Selected passage>
::::
Kake Udon
かけうどん·(kake udon)
O-kaze: When the Body Needs Healing
When you are exhausted, sick, or beaten down by a long Tuesday, there is nothing for the cook to hide behind here. A plain bowl of elemental udon—what they call su udon in the Kansai region—demands perfection in the simplest things: the chew of a flash-frozen Sanuki noodle and the golden ratio of a true dashi broth. Forget the laborious scratch stock; grab a premium dashi packet, lean on the freezer aisle, and let the sheer, unadorned umami put you back together.
Ingredients
- water2 1/2 cup
- premium dashi packets2
- soy sauce1 1/2 tbsp
- hon-mirin1 tbsp
- sugar1 tsp
- salt1/3 tsp
- frozen Sanuki udon bricks2
- scallion1 med
- kamaboko4 slice
- tenkasu2 tbsp
- shichimi togarashi1 pinch
Method
- 01
Brew the healing dashi.
In a medium saucepan, bring the water to a boil, drop in the dashi packets, and simmer over medium-low heat for 3 to 4 minutes before discarding the packets.
- 02
Season the broth.
Stir the soy sauce, mirin, sugar, and salt into the simmering dashi.
- 03
Perform the nikiri simmer to burn off the alcohol.
::::
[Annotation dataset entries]
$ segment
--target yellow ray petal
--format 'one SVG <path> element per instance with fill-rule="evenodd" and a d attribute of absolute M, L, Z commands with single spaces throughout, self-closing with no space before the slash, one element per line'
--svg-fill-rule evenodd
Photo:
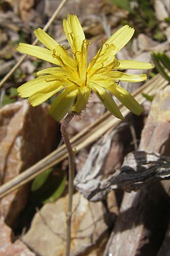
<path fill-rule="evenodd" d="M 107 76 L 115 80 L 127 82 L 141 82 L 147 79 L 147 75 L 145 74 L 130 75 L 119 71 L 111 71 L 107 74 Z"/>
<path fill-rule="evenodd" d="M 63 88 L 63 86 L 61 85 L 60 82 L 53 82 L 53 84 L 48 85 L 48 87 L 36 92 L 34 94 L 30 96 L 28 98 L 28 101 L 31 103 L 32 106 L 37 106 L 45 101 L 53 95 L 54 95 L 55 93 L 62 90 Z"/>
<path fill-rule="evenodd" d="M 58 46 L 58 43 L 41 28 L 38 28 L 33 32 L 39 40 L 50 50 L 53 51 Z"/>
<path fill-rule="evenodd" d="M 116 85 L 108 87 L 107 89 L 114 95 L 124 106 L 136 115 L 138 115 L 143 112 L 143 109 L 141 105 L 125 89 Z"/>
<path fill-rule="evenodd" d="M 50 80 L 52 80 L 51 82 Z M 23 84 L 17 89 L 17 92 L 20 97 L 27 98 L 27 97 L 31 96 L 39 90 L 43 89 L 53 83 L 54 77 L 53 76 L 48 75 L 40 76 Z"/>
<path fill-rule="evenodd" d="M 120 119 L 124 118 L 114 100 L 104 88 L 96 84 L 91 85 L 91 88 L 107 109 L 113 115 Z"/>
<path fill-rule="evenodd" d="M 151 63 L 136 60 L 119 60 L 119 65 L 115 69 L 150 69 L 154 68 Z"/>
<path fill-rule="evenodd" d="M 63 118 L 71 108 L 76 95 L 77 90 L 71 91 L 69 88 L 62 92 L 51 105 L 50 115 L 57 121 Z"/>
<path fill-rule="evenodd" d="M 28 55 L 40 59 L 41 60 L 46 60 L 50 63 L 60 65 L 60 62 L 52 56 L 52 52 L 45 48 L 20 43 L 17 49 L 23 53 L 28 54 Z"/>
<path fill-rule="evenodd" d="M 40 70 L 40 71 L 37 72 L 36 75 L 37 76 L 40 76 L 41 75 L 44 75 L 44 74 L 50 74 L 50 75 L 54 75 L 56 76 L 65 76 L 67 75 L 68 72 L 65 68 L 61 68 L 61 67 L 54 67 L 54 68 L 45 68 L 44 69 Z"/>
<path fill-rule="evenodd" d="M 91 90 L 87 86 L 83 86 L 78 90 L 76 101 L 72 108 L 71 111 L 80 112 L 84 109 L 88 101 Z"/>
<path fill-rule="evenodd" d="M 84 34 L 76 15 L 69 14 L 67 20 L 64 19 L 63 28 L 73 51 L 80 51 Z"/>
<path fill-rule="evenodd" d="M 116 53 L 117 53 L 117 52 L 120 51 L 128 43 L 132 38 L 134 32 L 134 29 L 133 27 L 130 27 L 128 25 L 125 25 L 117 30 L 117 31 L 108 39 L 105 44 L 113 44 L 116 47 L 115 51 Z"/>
::::
What is being asked> Summarize the kake udon recipe in two sentences. Rely only on the recipe text, not on the listing.

Output of the task> The recipe presents a plain bowl of udon, called su udon in the Kansai region, as comfort for when you are exhausted or sick, built on frozen Sanuki noodles and a broth made with premium dashi packets instead of scratch stock. The dashi packets simmer in boiling water for 3 to 4 minutes and are then discarded, and the broth is seasoned with soy sauce, mirin, sugar, and salt.